In the records below, find the line containing "Query: man's white shirt", then copy that line and all lines after it, exactly, omitting every picture.

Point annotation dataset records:
★ ★ ★ ★

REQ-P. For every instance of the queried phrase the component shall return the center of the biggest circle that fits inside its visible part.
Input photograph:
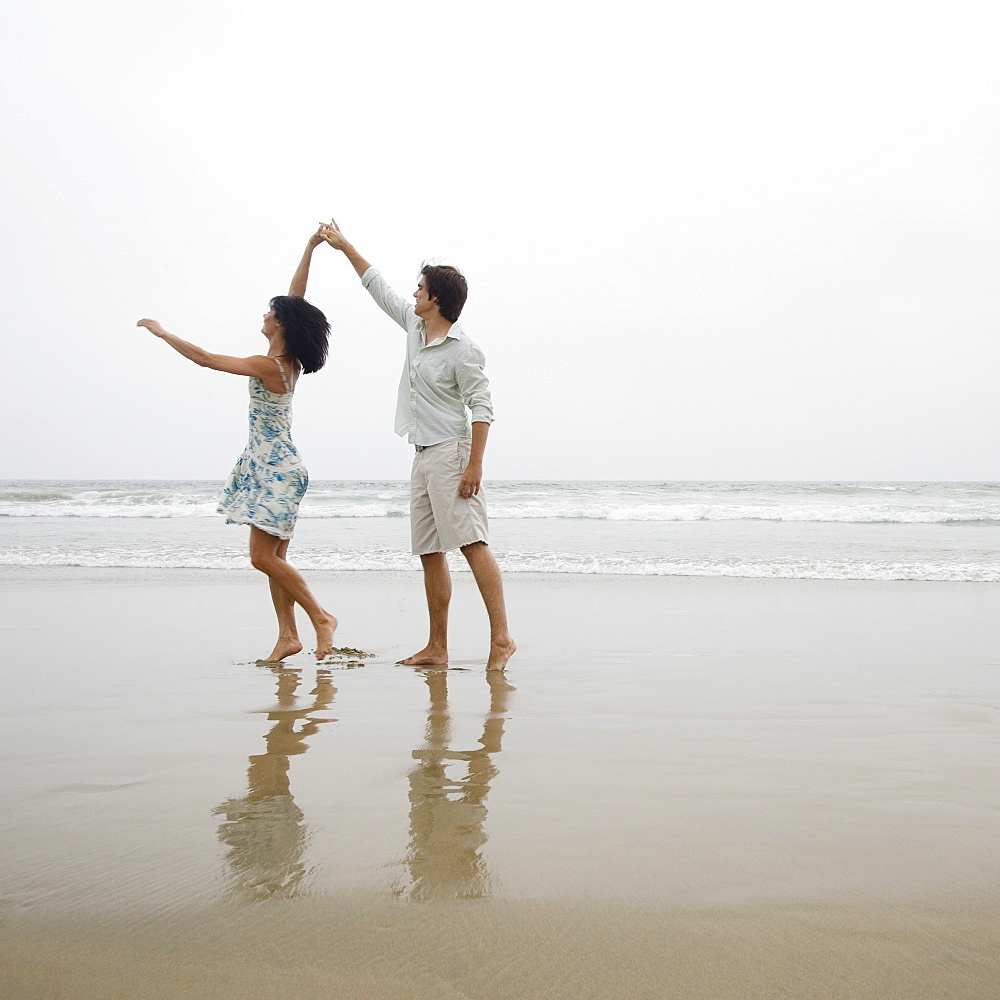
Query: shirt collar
(455, 332)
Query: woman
(269, 480)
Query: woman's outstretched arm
(258, 365)
(301, 277)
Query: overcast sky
(717, 240)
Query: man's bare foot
(500, 653)
(282, 648)
(324, 636)
(429, 656)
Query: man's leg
(487, 573)
(437, 586)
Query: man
(443, 385)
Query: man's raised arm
(387, 299)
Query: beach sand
(683, 788)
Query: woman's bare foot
(325, 627)
(285, 646)
(500, 653)
(429, 656)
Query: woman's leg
(288, 588)
(284, 608)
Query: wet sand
(684, 787)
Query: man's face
(424, 303)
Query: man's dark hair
(446, 284)
(306, 331)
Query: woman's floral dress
(269, 479)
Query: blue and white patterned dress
(269, 479)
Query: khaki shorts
(439, 518)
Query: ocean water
(838, 531)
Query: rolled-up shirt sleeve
(474, 387)
(388, 299)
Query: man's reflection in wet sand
(264, 828)
(447, 811)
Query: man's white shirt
(443, 387)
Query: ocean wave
(944, 504)
(500, 511)
(392, 560)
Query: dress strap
(281, 369)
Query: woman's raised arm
(258, 365)
(301, 277)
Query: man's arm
(474, 388)
(301, 277)
(387, 299)
(472, 478)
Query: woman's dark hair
(306, 331)
(446, 284)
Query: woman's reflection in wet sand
(264, 829)
(444, 856)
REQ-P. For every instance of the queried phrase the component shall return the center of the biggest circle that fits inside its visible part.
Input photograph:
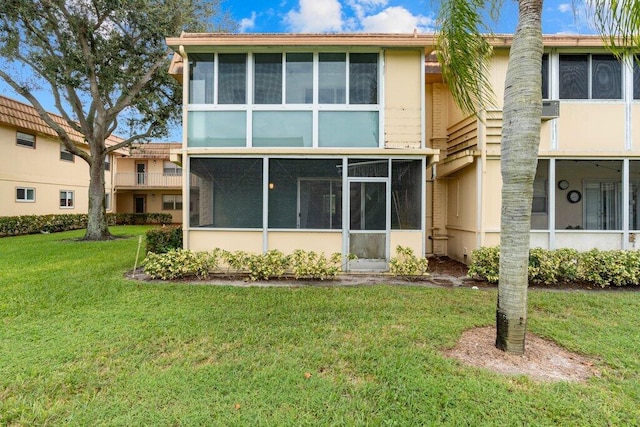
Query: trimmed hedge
(163, 239)
(33, 224)
(550, 267)
(183, 263)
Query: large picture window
(228, 195)
(586, 76)
(305, 194)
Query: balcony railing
(143, 180)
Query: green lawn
(82, 345)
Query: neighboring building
(146, 181)
(37, 175)
(352, 144)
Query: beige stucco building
(352, 144)
(37, 175)
(146, 181)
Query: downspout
(186, 164)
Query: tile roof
(25, 117)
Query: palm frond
(464, 52)
(617, 21)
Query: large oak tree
(105, 64)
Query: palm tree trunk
(519, 154)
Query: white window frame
(315, 108)
(26, 137)
(177, 198)
(69, 197)
(26, 198)
(64, 151)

★ ★ ★ ★

§ The response
Query: man's white shirt
(443, 387)
Query: ocean wave
(944, 504)
(500, 511)
(392, 560)
Query: dress strap
(281, 369)
Query: woman's raised arm
(258, 365)
(301, 277)
Query: man's arm
(474, 388)
(301, 277)
(387, 299)
(472, 478)
Query: woman's dark hair
(306, 331)
(446, 284)
Query: woman's reflection in wet sand
(264, 829)
(444, 856)
REQ-P. For every instance of the queried phrase the component shall return the center of the biggest circle that fits inside its visible part.
Input photograph:
Query: trimmed hedge
(163, 239)
(33, 224)
(550, 267)
(183, 263)
Query: large picture window
(228, 195)
(586, 76)
(305, 194)
Query: balcony railing
(143, 180)
Query: green lawn
(82, 345)
Query: neighboring building
(146, 181)
(37, 175)
(352, 144)
Query: beige stucco building
(352, 144)
(37, 175)
(146, 181)
Query: downspout
(186, 164)
Query: tile roof
(25, 117)
Query: palm frond
(464, 52)
(617, 21)
Query: large oak tree
(105, 64)
Query: palm tree trunk
(519, 154)
Query: white window frame
(315, 108)
(26, 137)
(177, 198)
(69, 197)
(26, 198)
(64, 151)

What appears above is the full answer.